## Data supplied
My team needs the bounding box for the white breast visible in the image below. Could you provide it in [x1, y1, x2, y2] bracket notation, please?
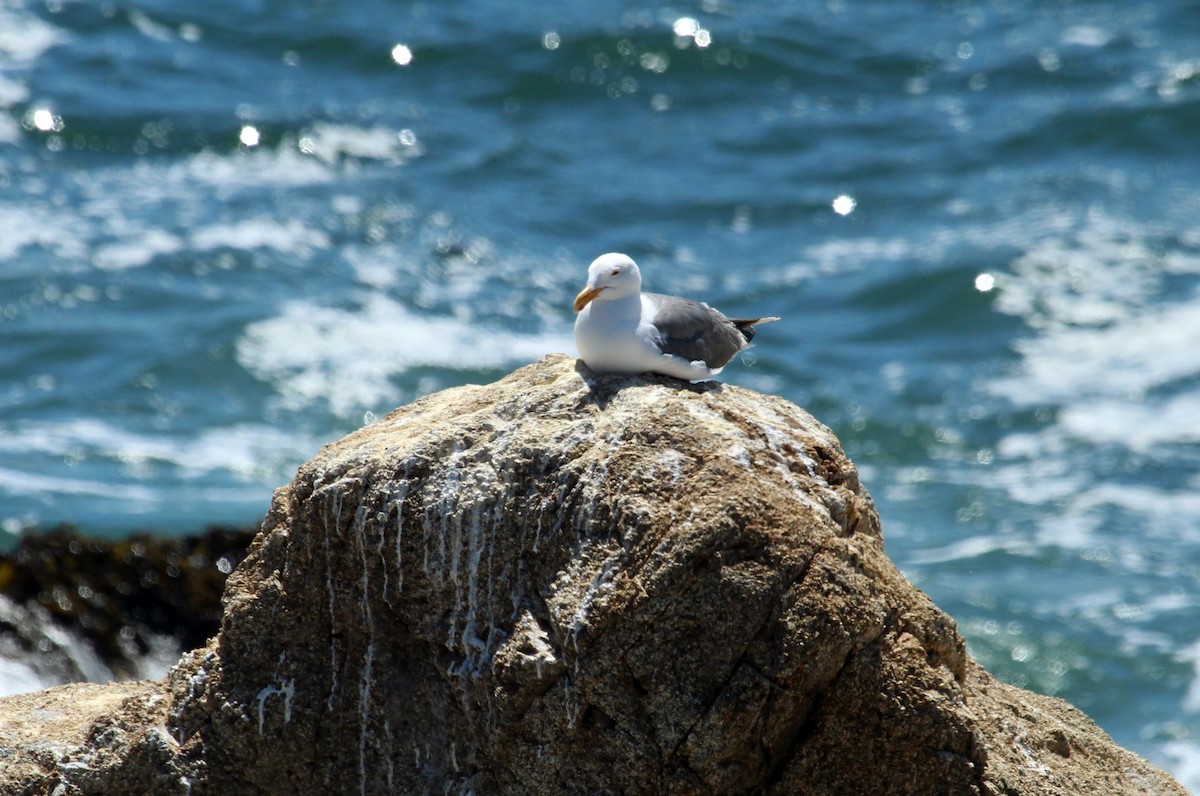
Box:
[573, 294, 662, 374]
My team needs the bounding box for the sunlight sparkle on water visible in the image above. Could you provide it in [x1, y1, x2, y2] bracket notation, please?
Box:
[832, 194, 856, 215]
[29, 108, 62, 132]
[975, 272, 996, 292]
[239, 125, 260, 147]
[673, 17, 712, 48]
[391, 44, 413, 66]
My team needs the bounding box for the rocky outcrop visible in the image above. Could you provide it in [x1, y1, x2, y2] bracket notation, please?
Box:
[0, 354, 1186, 795]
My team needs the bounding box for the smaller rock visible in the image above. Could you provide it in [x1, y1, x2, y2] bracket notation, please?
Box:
[0, 525, 256, 686]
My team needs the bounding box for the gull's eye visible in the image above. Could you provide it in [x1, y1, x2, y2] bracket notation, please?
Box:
[610, 269, 620, 276]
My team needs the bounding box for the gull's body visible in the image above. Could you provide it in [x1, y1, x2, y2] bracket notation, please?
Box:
[572, 253, 778, 381]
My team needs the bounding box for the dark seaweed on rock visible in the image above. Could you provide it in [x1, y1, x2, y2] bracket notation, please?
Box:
[0, 524, 257, 680]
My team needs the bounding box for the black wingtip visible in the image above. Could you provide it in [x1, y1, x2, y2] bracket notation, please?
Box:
[731, 316, 780, 343]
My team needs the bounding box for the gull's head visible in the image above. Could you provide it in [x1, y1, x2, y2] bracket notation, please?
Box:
[573, 253, 642, 312]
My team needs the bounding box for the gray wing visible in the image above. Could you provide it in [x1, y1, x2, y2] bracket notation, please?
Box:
[645, 293, 747, 368]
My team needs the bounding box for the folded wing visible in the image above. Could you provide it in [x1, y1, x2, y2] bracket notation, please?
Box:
[645, 293, 752, 369]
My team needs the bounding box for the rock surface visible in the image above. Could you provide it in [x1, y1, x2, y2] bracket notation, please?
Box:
[0, 354, 1186, 795]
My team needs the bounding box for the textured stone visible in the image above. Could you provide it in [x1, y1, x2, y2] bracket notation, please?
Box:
[0, 354, 1185, 795]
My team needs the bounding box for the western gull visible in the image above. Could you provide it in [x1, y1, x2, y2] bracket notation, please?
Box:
[572, 252, 779, 381]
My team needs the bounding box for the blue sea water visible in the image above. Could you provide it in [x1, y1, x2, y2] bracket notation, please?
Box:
[2, 0, 1200, 786]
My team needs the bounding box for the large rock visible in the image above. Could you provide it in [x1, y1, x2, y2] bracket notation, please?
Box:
[0, 354, 1186, 795]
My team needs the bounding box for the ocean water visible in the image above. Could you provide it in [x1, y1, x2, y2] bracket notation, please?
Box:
[2, 0, 1199, 786]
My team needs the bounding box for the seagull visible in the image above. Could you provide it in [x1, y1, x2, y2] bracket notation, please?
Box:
[572, 253, 779, 381]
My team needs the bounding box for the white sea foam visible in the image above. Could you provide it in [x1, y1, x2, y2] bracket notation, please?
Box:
[905, 534, 1026, 566]
[0, 418, 317, 480]
[982, 212, 1200, 480]
[0, 74, 25, 106]
[69, 147, 352, 270]
[1061, 25, 1114, 49]
[127, 9, 174, 43]
[1162, 651, 1200, 792]
[68, 147, 333, 227]
[298, 121, 422, 166]
[773, 236, 919, 286]
[0, 619, 179, 698]
[191, 217, 330, 255]
[0, 1, 63, 144]
[0, 204, 89, 262]
[1160, 740, 1200, 795]
[988, 217, 1200, 398]
[0, 6, 64, 64]
[166, 146, 334, 190]
[885, 208, 1200, 579]
[93, 228, 184, 271]
[1056, 394, 1200, 453]
[0, 466, 159, 501]
[0, 656, 46, 697]
[0, 72, 26, 147]
[991, 301, 1200, 406]
[1174, 639, 1200, 715]
[345, 244, 406, 290]
[236, 293, 572, 417]
[0, 112, 18, 144]
[4, 122, 427, 273]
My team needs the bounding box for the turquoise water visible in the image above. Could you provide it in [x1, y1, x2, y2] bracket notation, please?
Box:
[2, 0, 1199, 785]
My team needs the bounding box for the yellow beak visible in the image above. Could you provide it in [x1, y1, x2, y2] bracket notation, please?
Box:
[573, 285, 608, 313]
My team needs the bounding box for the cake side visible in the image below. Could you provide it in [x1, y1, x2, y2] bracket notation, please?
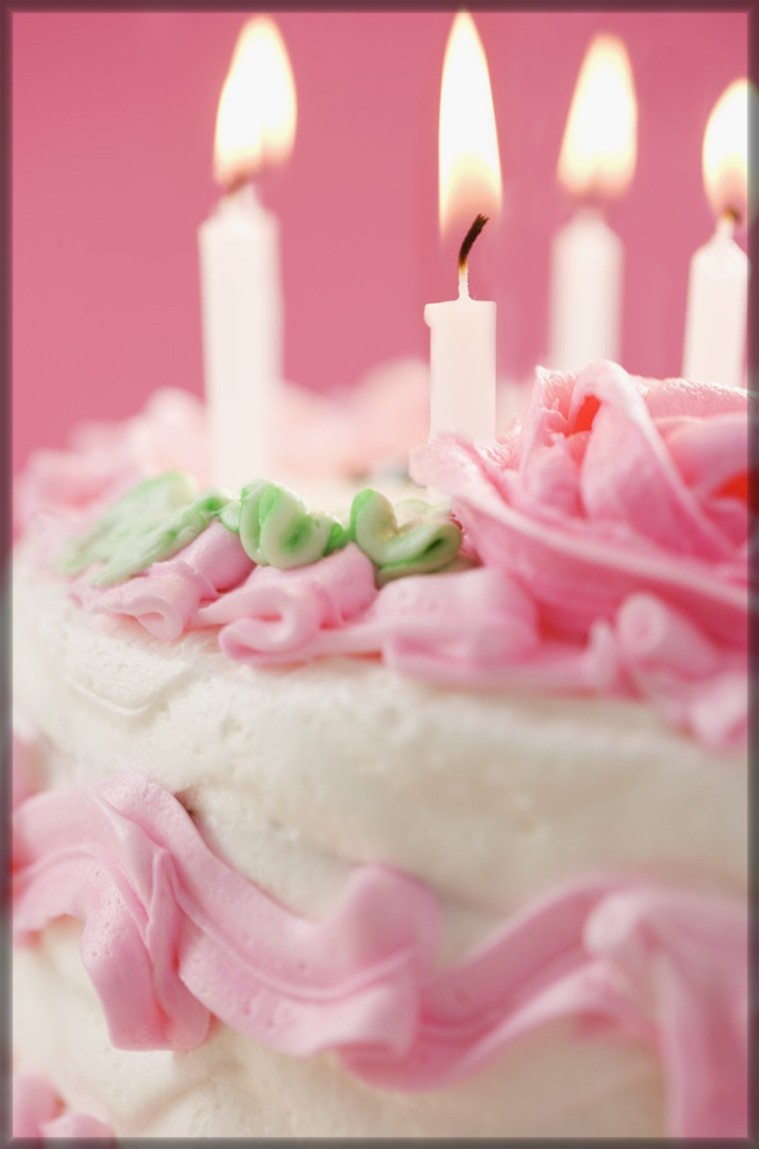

## Work to complete
Without including the pictures, reproduce all entries exactly.

## Your response
My team needs the bounding box for the white breast visible in the image below. Could you provide it in [x1, y1, x2, y2] bracket notation, please?
Box:
[573, 294, 662, 374]
My team needs the bounding box for the sunlight sparkle on water visible in the image above. Could you provide it in [x1, y1, x2, y2] bracket notation, please?
Box:
[832, 194, 856, 215]
[29, 108, 62, 132]
[975, 272, 996, 292]
[239, 125, 260, 147]
[673, 17, 712, 48]
[391, 44, 413, 66]
My team needs the bounding box for the rocky outcrop visible in the image above. Could you provide it in [x1, y1, x2, y2] bracket notation, please?
Box:
[0, 354, 1186, 795]
My team needs the bounding box for the smaller rock visible in the image above. Could you provide it in [x1, y1, x2, y2] bracket notation, please?
Box:
[0, 525, 256, 686]
My team needs the bounding box for the gull's eye visible in the image above. Could you provide it in [x1, y1, x2, y2] bracket notation, please?
Box:
[610, 269, 620, 276]
My team needs the bounding box for the gull's body visible in the image above. Could you provide it in [x1, y1, x2, y2] bracket notation, please?
Box:
[572, 253, 778, 381]
My team needs the bounding box for the dark seaweed on rock visible in the image above. Could you provide it in [x1, y1, x2, y2] bracket notation, please?
Box:
[0, 524, 257, 680]
My team needs the bounding box for the black wingtip visible in the image above. Could you provide it in [x1, y1, x2, y2] bracket notation, please?
Box:
[731, 316, 780, 343]
My team needs the bounding box for the gull's head visible in the image above. Could you provide it in [x1, y1, x2, y2] bracket notation, please?
Box:
[573, 253, 642, 312]
My team needs the bounding box for the gray wing visible in the image above. Could you provide it in [x1, y1, x2, y2] bracket notation, please?
Box:
[645, 293, 747, 368]
My team needs the bounding box for the folded wing visible in the image above. Could you provide it in [x1, y1, x2, y2] bracket notation, please?
Box:
[645, 293, 752, 369]
My team needs the bounding box for the rock surface visible in the image above. Could you provide it in [x1, y1, x2, y2] bracket notation, please?
Box:
[0, 354, 1186, 795]
My team needs the bounding box for the textured stone visible in the image above. Could you provide it in [x1, y1, x2, y2] bracket notation, please?
Box:
[0, 354, 1185, 795]
My team needs the bounding box for the western gull visible in the image above. Could you provide it in [x1, y1, x2, y2] bracket notation, please?
Box:
[572, 252, 779, 381]
My team needs the bounding box for the blue sea water visible in the image above. Could you provide it in [x1, y1, x2, y2] bracket notation, please?
Box:
[2, 0, 1200, 786]
My team needs the bounding box for the large rock visible in the image above. Could you provide it in [x1, y1, x2, y2] bracket notation, please?
Box:
[0, 354, 1186, 795]
My team needs the bounding box for the ocean water visible in the image above. Could you provide it in [x1, y1, x2, y2] bracket notation, please?
Box:
[2, 0, 1199, 786]
My team needs the bounding box for the seagull visible in the image above. Could you provide it in [x1, y1, x2, y2] bracket notation, please?
Box:
[572, 253, 779, 381]
My team needs the bounding box for the white sea foam visible in the image above. Could you provide it in [x1, y1, x2, y2] bracket notation, please?
Box:
[905, 534, 1026, 566]
[0, 418, 317, 480]
[982, 212, 1200, 480]
[0, 74, 25, 106]
[69, 147, 352, 270]
[1061, 25, 1114, 49]
[127, 9, 174, 43]
[1162, 651, 1200, 792]
[68, 147, 333, 227]
[298, 121, 422, 166]
[773, 236, 919, 286]
[0, 619, 179, 698]
[191, 217, 330, 255]
[0, 1, 63, 144]
[0, 204, 89, 262]
[1160, 740, 1200, 795]
[988, 217, 1200, 398]
[0, 6, 64, 64]
[166, 146, 334, 190]
[885, 208, 1200, 579]
[93, 228, 184, 271]
[1056, 394, 1200, 453]
[0, 466, 159, 501]
[0, 656, 46, 697]
[0, 72, 26, 147]
[991, 301, 1200, 406]
[1174, 639, 1200, 715]
[345, 244, 406, 290]
[236, 293, 572, 417]
[0, 112, 18, 144]
[4, 122, 427, 273]
My team needs the bounding box for the turquoise water visible in the image above. Could you provide it in [x1, y1, x2, y2] bracket notation, please?
Box:
[2, 0, 1199, 785]
My team needs the bounding box for the yellow beak visible in the image above. Could you provide it in [x1, y1, x2, y2] bracket notation, please?
Box:
[573, 285, 608, 313]
My team needs the bounding box for the cake side visible in the image below. Could you provide it in [x1, y1, x2, y2] bracket notation, please?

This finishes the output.